*** DOCUMENT TEXT Section Begins ***

I mostly spent this weekend hanging out with the babe. Stella was having a housewarming/momsandbabies pool party, but some guy and his two friends crashed it, so it ended up not being that cool. I probably would have no problem hanging out with these people and having a good time if I was out at the bars or something, but when my kid is around I am really not cool with weed smoking and thugged out men. So I had to cut out early.

Right now I'm doing Colin's laundry, because I getta do mine at his house and not pay to use our roach-infested laundry room, so I think it's a win-win situation!

And I cleaned my car out.

I know this post was kind of boring, but I'm feeling braindead and incapable this morning and just wanted to provide a quickie update.

15 June 2007

I am currently....

*** DOCUMENT TEXT Section Ends ***
*** EXCERPTED RECORDS Section Begins ***

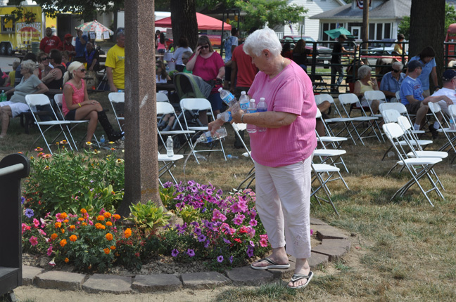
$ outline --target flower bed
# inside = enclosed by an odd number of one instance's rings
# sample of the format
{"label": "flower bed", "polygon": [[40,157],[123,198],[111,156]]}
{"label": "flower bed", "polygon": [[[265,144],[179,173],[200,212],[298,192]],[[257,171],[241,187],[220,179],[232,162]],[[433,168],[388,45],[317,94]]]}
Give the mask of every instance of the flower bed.
{"label": "flower bed", "polygon": [[221,270],[268,249],[253,191],[224,196],[211,184],[191,180],[165,184],[160,197],[167,210],[152,202],[132,205],[123,218],[134,226],[124,226],[115,214],[123,161],[114,155],[63,149],[32,157],[23,198],[24,251],[47,254],[51,265],[70,263],[80,271],[104,271],[114,263],[139,270],[163,256]]}

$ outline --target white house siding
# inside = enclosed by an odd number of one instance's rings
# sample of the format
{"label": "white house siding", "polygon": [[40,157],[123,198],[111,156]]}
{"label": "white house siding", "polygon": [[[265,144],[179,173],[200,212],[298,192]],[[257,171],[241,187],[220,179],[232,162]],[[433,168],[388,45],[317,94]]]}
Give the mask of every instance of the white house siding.
{"label": "white house siding", "polygon": [[[341,6],[338,1],[336,0],[291,0],[289,1],[290,5],[297,4],[308,9],[305,13],[305,18],[300,23],[294,23],[291,26],[293,27],[293,33],[289,25],[280,27],[275,29],[277,35],[300,35],[302,30],[303,36],[310,36],[315,40],[318,40],[319,34],[319,20],[310,20],[308,17],[317,15],[324,11],[331,11],[331,9]],[[302,25],[302,26],[301,26]]]}

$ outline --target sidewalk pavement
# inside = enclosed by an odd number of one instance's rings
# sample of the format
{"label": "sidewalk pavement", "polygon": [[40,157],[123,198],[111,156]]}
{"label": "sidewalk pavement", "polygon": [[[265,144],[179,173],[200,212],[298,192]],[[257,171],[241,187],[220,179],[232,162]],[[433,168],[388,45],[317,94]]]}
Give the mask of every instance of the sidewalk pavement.
{"label": "sidewalk pavement", "polygon": [[[311,270],[329,261],[336,261],[350,247],[350,240],[342,232],[318,219],[311,218],[310,225],[322,244],[312,249],[308,259]],[[253,286],[290,278],[295,269],[296,258],[290,257],[286,270],[252,270],[250,266],[216,272],[185,273],[182,275],[91,275],[75,273],[44,270],[23,265],[23,285],[34,285],[44,289],[82,290],[88,293],[129,294],[177,291],[182,289],[211,289],[227,284]]]}

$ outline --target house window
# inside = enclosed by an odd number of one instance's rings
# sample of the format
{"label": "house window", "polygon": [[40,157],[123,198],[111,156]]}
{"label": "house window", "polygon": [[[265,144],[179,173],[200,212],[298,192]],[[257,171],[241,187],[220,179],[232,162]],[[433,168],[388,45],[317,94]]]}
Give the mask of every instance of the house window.
{"label": "house window", "polygon": [[[2,34],[13,34],[15,22],[11,19],[7,20],[8,15],[1,16],[1,33]],[[9,16],[13,17],[13,16]]]}

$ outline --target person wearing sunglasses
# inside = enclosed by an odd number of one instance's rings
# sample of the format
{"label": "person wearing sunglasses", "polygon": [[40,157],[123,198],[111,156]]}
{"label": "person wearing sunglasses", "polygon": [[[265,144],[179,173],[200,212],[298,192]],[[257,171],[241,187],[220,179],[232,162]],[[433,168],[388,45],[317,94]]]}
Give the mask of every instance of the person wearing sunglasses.
{"label": "person wearing sunglasses", "polygon": [[400,62],[395,62],[391,66],[391,71],[386,73],[380,83],[380,90],[385,94],[387,102],[398,102],[395,93],[400,90],[400,84],[405,79],[403,73],[404,65]]}
{"label": "person wearing sunglasses", "polygon": [[[95,100],[89,99],[84,81],[85,74],[84,64],[75,61],[70,65],[68,70],[63,75],[63,115],[67,120],[89,120],[86,141],[91,140],[98,121],[108,135],[109,140],[115,141],[121,138],[124,133],[115,131],[101,105]],[[90,147],[91,145],[87,145]]]}
{"label": "person wearing sunglasses", "polygon": [[[201,36],[198,39],[195,53],[186,63],[186,69],[193,72],[194,75],[201,77],[205,81],[219,79],[223,82],[224,77],[224,62],[220,55],[214,51],[208,36]],[[208,100],[210,102],[214,115],[217,116],[222,109],[222,98],[218,88],[221,84],[217,84],[210,91]],[[205,110],[199,112],[199,119],[204,125],[208,124],[208,115]]]}

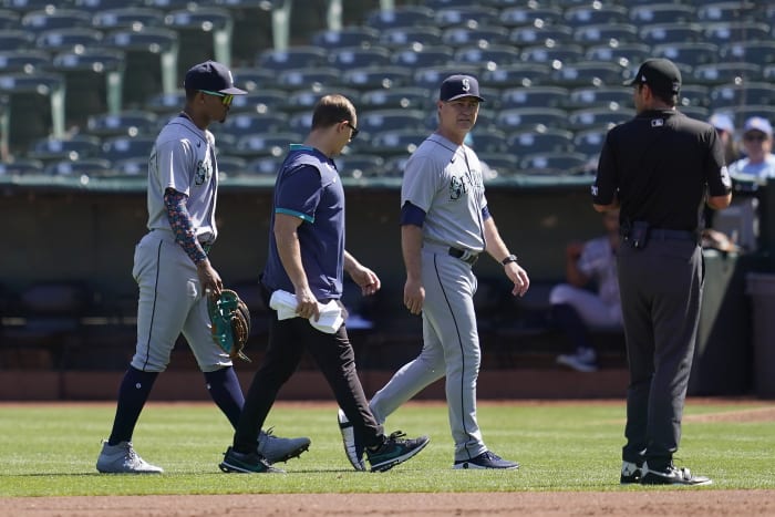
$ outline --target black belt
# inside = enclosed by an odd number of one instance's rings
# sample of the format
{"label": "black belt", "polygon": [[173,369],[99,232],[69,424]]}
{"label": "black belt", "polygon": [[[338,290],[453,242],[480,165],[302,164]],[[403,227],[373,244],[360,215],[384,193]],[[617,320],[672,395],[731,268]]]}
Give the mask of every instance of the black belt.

*** EXCERPTED RECORDS Section Ends ***

* _QUESTIONS ON THE MATERIAL_
**1)** According to the blog post, why is the writer doing Colin's laundry?
**2)** Copy the blog post word for word, beginning at the words "Right now I'm" and stopping after "I am currently....".

* _ANSWERS FOR EACH ITEM_
**1)** So the writer can do their own laundry at his house instead of paying to use the roach-infested laundry room.

**2)**
Right now I'm doing Colin's laundry, because I getta do mine at his house and not pay to use our roach-infested laundry room, so I think it's a win-win situation!

And I cleaned my car out.

I know this post was kind of boring, but I'm feeling braindead and incapable this morning and just wanted to provide a quickie update.

15 June 2007

I am currently....